Task to complete:
Present every line of the records below as a Markdown table with two columns, Row for the row number and Line for the line itself. Omit blank lines and the pictures.

begin Information shown

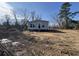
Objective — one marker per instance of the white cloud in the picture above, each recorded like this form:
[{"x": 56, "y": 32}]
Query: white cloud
[{"x": 5, "y": 8}]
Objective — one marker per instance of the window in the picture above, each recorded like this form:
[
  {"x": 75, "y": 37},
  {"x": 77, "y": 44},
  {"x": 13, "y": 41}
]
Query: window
[
  {"x": 30, "y": 25},
  {"x": 33, "y": 25},
  {"x": 42, "y": 25}
]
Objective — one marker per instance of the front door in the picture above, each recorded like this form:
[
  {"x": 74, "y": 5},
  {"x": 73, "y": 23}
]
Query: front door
[{"x": 39, "y": 26}]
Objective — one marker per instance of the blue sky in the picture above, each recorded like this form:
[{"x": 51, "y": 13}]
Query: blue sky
[{"x": 45, "y": 9}]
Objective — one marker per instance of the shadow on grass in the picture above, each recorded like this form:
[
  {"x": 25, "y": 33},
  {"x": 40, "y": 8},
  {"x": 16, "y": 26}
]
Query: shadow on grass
[{"x": 52, "y": 31}]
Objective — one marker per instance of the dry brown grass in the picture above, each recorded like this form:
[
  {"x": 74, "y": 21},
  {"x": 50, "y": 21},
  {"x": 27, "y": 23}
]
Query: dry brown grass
[{"x": 56, "y": 44}]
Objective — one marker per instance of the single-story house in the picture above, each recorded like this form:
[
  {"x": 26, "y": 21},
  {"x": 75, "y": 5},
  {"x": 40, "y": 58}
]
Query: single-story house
[{"x": 38, "y": 25}]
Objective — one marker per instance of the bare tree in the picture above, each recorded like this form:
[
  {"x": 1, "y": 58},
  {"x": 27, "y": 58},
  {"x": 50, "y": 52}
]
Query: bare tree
[
  {"x": 7, "y": 22},
  {"x": 33, "y": 15},
  {"x": 25, "y": 19},
  {"x": 16, "y": 20}
]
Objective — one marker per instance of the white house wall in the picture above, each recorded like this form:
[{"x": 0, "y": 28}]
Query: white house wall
[{"x": 36, "y": 26}]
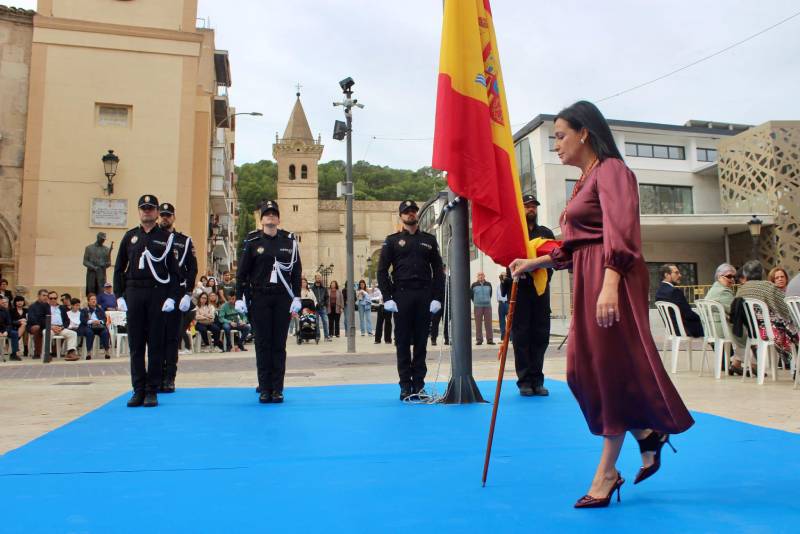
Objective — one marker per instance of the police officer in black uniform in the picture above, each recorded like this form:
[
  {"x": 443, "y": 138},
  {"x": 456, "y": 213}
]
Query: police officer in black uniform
[
  {"x": 531, "y": 324},
  {"x": 147, "y": 286},
  {"x": 268, "y": 280},
  {"x": 183, "y": 249},
  {"x": 414, "y": 291}
]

end Information shown

Solution to this task:
| Row | Line |
|---|---|
| 1 | Objective — one marker per instance of the white cloud in the picture above, each recorded like this form: |
| 2 | [{"x": 56, "y": 32}] |
| 3 | Query: white cloud |
| 4 | [{"x": 5, "y": 8}] |
| 5 | Objective — one marker per instance of the window in the picture above, each recorded like this form: |
| 6 | [ |
| 7 |   {"x": 75, "y": 37}, |
| 8 |   {"x": 77, "y": 44}, |
| 9 |   {"x": 13, "y": 41} |
| 10 | ] |
| 11 | Query: window |
| 12 | [ |
| 13 |   {"x": 30, "y": 25}, |
| 14 |   {"x": 33, "y": 25}, |
| 15 |   {"x": 42, "y": 25} |
| 16 | ] |
| 17 | Objective — one marker per instance of the front door in the picture above, each recorded like this form: |
| 18 | [ |
| 19 |   {"x": 74, "y": 5}, |
| 20 |   {"x": 73, "y": 23} |
| 21 | ] |
| 22 | Query: front door |
| 23 | [{"x": 39, "y": 26}] |
| 24 | Objective — one marker per instance of the blue sky in the picture above, each recorded like this form: |
| 25 | [{"x": 51, "y": 13}] |
| 26 | Query: blue sky |
| 27 | [{"x": 45, "y": 9}] |
| 28 | Objective — one marker per instance of the shadow on grass in the picture above, each recorded like this form: |
| 29 | [ |
| 30 |   {"x": 25, "y": 33}, |
| 31 |   {"x": 40, "y": 8}, |
| 32 |   {"x": 16, "y": 26} |
| 33 | ] |
| 34 | Query: shadow on grass |
| 35 | [{"x": 52, "y": 31}] |
| 36 | Objective — one marker per instance of the dry brown grass in the picture above, each recorded like this form: |
| 37 | [ |
| 38 |   {"x": 74, "y": 21}, |
| 39 |   {"x": 50, "y": 21}, |
| 40 |   {"x": 27, "y": 23} |
| 41 | ] |
| 42 | Query: dry brown grass |
| 43 | [{"x": 56, "y": 44}] |
| 44 | Objective — one marker per instance of the single-story house in the picture above, each recorded like this form: |
| 45 | [ |
| 46 |   {"x": 26, "y": 21}, |
| 47 |   {"x": 75, "y": 5}, |
| 48 |   {"x": 40, "y": 58} |
| 49 | ] |
| 50 | Query: single-story house |
| 51 | [{"x": 38, "y": 25}] |
| 52 | Objective — one marker per instance of the bare tree in the picture above, each recorded like this form: |
| 53 | [ |
| 54 |   {"x": 1, "y": 58}, |
| 55 |   {"x": 27, "y": 58}, |
| 56 |   {"x": 50, "y": 52} |
| 57 | ] |
| 58 | Query: bare tree |
| 59 | [ |
| 60 |   {"x": 7, "y": 22}, |
| 61 |   {"x": 33, "y": 15}, |
| 62 |   {"x": 25, "y": 19}, |
| 63 |   {"x": 16, "y": 20} |
| 64 | ] |
| 65 | Objective — one marker per instance of the white house wall in the picture above, each recorded like this form: |
| 66 | [{"x": 0, "y": 28}] |
| 67 | Query: white house wall |
| 68 | [{"x": 36, "y": 26}] |
| 69 | Objective — one marker per instance of the police officer in black uniform in the picture above, each recorded like this form: |
| 70 | [ |
| 71 |   {"x": 443, "y": 138}, |
| 72 |   {"x": 456, "y": 213} |
| 73 | ] |
| 74 | Query: police officer in black uniform |
| 75 | [ |
| 76 |   {"x": 531, "y": 324}, |
| 77 |   {"x": 147, "y": 286}, |
| 78 |   {"x": 268, "y": 280}, |
| 79 |   {"x": 183, "y": 249}, |
| 80 |   {"x": 414, "y": 291} |
| 81 | ] |